PROBLEM DESCRIPTION:
Repeat the records below exactly.
···
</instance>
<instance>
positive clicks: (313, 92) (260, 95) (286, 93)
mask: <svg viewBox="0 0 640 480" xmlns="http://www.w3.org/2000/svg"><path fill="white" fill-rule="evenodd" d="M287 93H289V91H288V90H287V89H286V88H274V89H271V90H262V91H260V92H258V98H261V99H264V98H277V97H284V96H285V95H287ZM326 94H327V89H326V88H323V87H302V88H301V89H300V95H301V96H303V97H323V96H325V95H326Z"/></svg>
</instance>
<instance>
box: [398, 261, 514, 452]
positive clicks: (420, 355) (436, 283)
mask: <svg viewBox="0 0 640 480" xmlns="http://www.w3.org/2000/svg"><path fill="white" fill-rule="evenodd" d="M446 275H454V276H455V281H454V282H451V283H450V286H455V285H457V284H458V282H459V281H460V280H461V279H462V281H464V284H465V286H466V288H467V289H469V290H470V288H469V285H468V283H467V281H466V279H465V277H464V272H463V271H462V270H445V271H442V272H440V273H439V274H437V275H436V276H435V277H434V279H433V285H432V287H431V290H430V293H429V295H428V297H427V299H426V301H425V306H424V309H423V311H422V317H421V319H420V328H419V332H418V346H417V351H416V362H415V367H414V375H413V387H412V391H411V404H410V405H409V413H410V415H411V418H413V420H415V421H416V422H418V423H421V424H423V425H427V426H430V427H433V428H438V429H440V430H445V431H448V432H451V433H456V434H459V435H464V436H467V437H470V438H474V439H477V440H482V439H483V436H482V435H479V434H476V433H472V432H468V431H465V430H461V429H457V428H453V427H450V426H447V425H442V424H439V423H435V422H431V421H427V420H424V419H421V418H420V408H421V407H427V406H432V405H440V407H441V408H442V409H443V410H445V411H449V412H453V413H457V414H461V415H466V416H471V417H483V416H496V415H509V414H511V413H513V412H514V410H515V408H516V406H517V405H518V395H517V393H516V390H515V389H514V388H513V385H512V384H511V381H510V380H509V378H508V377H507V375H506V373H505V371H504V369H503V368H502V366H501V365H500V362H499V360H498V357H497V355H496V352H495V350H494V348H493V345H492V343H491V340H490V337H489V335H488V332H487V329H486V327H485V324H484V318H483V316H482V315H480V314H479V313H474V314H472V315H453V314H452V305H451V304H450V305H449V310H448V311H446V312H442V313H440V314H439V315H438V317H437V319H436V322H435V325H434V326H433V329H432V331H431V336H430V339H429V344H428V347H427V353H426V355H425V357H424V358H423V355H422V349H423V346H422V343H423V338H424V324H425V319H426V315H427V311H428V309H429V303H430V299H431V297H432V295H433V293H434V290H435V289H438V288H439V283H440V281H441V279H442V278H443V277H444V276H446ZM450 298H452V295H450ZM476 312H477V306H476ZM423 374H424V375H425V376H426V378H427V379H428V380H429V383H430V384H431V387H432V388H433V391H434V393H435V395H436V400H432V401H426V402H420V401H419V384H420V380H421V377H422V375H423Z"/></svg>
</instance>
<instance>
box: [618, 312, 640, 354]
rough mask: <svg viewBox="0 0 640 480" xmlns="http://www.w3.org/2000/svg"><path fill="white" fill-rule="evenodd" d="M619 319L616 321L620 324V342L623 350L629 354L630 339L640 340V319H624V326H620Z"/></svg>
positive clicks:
···
EXERCISE ANSWER:
</instance>
<instance>
positive clicks: (313, 92) (260, 95) (286, 93)
mask: <svg viewBox="0 0 640 480" xmlns="http://www.w3.org/2000/svg"><path fill="white" fill-rule="evenodd" d="M287 93H289V91H288V90H287V89H286V88H274V89H271V90H262V91H260V92H258V98H261V99H264V98H277V97H284V96H285V95H287ZM326 94H327V89H326V88H323V87H302V88H301V89H300V95H301V96H303V97H323V96H325V95H326Z"/></svg>
</instance>
<instance>
box: [398, 261, 514, 452]
positive clicks: (420, 355) (436, 283)
mask: <svg viewBox="0 0 640 480" xmlns="http://www.w3.org/2000/svg"><path fill="white" fill-rule="evenodd" d="M446 275H454V276H455V281H454V282H451V283H450V286H455V285H457V284H458V282H459V281H460V280H461V279H462V281H464V284H465V286H466V288H467V289H469V290H470V288H469V285H468V283H467V281H466V279H465V277H464V272H463V271H462V270H445V271H442V272H440V273H439V274H437V275H436V276H435V277H434V279H433V285H432V287H431V290H430V293H429V295H428V297H427V299H426V301H425V306H424V309H423V311H422V317H421V319H420V328H419V332H418V346H417V351H416V362H415V367H414V375H413V387H412V391H411V404H410V405H409V413H410V415H411V418H413V420H415V421H416V422H418V423H421V424H423V425H427V426H430V427H433V428H438V429H440V430H445V431H448V432H451V433H456V434H459V435H464V436H467V437H470V438H474V439H477V440H482V439H483V436H482V435H479V434H476V433H472V432H468V431H465V430H461V429H457V428H453V427H450V426H447V425H442V424H439V423H435V422H431V421H427V420H424V419H421V418H420V408H421V407H427V406H432V405H440V407H441V408H442V409H443V410H445V411H449V412H453V413H457V414H461V415H466V416H471V417H483V416H496V415H509V414H511V413H513V412H514V410H515V408H516V406H517V405H518V395H517V393H516V390H515V389H514V388H513V385H512V384H511V381H510V380H509V378H508V377H507V375H506V373H505V371H504V369H503V368H502V366H501V365H500V362H499V360H498V357H497V355H496V352H495V350H494V348H493V345H492V343H491V340H490V337H489V335H488V332H487V329H486V327H485V324H484V318H483V316H482V315H480V314H479V313H474V314H472V315H453V314H452V305H451V304H450V305H449V310H448V311H446V312H442V313H440V314H439V315H438V317H437V319H436V322H435V325H434V326H433V329H432V331H431V336H430V339H429V344H428V347H427V353H426V355H425V357H424V358H423V355H422V349H423V346H422V343H423V338H424V324H425V319H426V315H427V311H428V309H429V303H430V299H431V297H432V295H433V293H434V290H435V289H438V288H439V283H440V281H441V279H442V278H443V277H444V276H446ZM450 298H452V295H450ZM476 312H477V306H476ZM423 374H424V375H425V376H426V378H427V379H428V380H429V383H430V384H431V387H432V388H433V391H434V393H435V395H436V400H432V401H426V402H420V401H419V384H420V380H421V377H422V375H423Z"/></svg>
</instance>
<instance>
box: [618, 312, 640, 354]
rough mask: <svg viewBox="0 0 640 480" xmlns="http://www.w3.org/2000/svg"><path fill="white" fill-rule="evenodd" d="M619 319L616 321L620 324V342L623 350L629 354L630 339L640 340V319H624V326H620Z"/></svg>
positive clicks:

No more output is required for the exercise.